#### Texto fornecido:
No âmbito dos contratos administrativos, assegura-se o direito à manutenção das condições efetivas da proposta, conforme previsto no texto constitucional (art. 37, XXI) e na legislação esparsa (arts. 58, §2º, e 65, II, d, da Lei 8.666/93; art. 9º, §§2º e 4º, da Lei 8.987/1995). À luz da teoria da imprevisão, a ocorrência de evento superveniente e extraordinário, de consequências imprevisíveis e inevitáveis que gerem um desequilíbrio contratual, legitima o restabelecimento do equilíbrio contratual original.
Esse tema ganha foco e relevância diante da pandemia de COVID-19, em que concessionários de serviços públicos e todo o universo de empresas que contratam regularmente com a Administração Pública veem os custos de suas respectivas prestações impactados pela crise.
A boa notícia é que, recentemente, a Advocacia-Geral da União (AGU), por meio da consultoria jurídica do Ministério da Infraestrutura, reconheceu a COVID-19 como fato extraordinário e imprevisível para autorizar o reequilíbrio econômico-financeiro dos contratos administrativos, conforme o Parecer 261/2020/CONJUR-MINFRA/CGU/AGU:
“EMENTA: CONSULTA. CONTRATOS DE CONCESSÃO DO SETOR DE INFRAESTRUTURA DE TRANSPORTES. RECOMPOSIÇÃO DO EQUILÍBRIO ECONÔMICO-FINANCEIRO. PANDEMIA DO NOVO CORNAVÍRUS. COVID-19.
I. Os concessionários têm direito ao reequilíbrio de seus contratos em caso de superveniência de evento cujo risco tenha sido alocado ao poder concedente, caso dele tenha decorrido impacto significativo em suas receitas ou despesas.
II. Em regra, o concessionário assume os riscos ordinários do negócio e o poder público retém os riscos extraordinários. Mas nada impede que os contratos estabeleçam uma divisão de riscos diferente.
III. Para aplicação da teoria da imprevisão para fins de revisão de contratos de concessão é necessário que, observada a alocação contratual de riscos, ocorra evento superveniente e extraordinário, cuja ocorrência ou consequências seja imprevisíveis e inevitáveis e que tenha gerado onerosidade excessiva decorrente de um significativo desequilíbrio no contrato.

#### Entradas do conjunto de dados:

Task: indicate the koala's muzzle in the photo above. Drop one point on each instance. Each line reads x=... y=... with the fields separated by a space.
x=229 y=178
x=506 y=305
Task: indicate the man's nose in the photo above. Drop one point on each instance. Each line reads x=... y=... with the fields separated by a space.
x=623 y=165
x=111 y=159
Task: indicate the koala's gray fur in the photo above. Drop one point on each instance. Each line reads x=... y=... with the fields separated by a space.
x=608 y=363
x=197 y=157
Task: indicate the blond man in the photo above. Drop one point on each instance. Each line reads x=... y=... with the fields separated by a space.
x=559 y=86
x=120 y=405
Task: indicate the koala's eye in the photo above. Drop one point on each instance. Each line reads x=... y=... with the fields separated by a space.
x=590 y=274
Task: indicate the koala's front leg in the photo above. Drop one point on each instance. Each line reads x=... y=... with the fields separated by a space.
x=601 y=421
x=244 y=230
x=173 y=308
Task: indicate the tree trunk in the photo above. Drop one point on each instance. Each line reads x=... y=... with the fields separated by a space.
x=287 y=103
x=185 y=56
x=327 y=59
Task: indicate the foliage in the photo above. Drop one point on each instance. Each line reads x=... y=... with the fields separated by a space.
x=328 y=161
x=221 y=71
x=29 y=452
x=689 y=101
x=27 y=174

#### Problemas a resolver:
1) Segundo o texto sobre reequilíbrio de contratos administrativos, qual parecer reconheceu a COVID-19 como fato extraordinário e imprevisível?
2) Retome o texto sobre reequilíbrio de contratos administrativos a partir do ponto em que ele termina.
As linhas não têm nenhum papel aqui.

#### Respostas às tarefas:
1) O Parecer 261/2020/CONJUR-MINFRA/CGU/AGU.

2)
IV. A pandemia do novo coronavírus configura força maior ou caso fortuito, caracterizando álea extraordinária para fins de aplicação da teoria da imprevisão a justificar o reequilíbrio de contratos de concessão de infraestrutura de transportes, desde que atendidos os demais requisitos indicados neste Parecer”.
Vale dizer que a AGU não defende o reequilíbrio automático de todos os contratos administrativos, mas deu um passo importante ao admitir que a pandemia de COVID-19 e seus efeitos “não poderiam ter sido previstos ou antecipados pelos concessionários quando da apresentação de suas propostas nos respectivos leilões e tampouco poderiam ter sido por eles evitados”. Por isso, a AGU a qualificou como evento caracterizador de álea extraordinária que pode ensejar a aplicação da teoria da imprevisão aos contratos de concessão.
Nesse cenário, é imprescindível a análise individual de cada contratação para verificar se (i) o particular assumiu os riscos extraordinários associados ao projeto; e (ii) há nexo causal entre a pandemia e as receitas e/ou despesas do particular, atingindo a equação econômico-financeira original.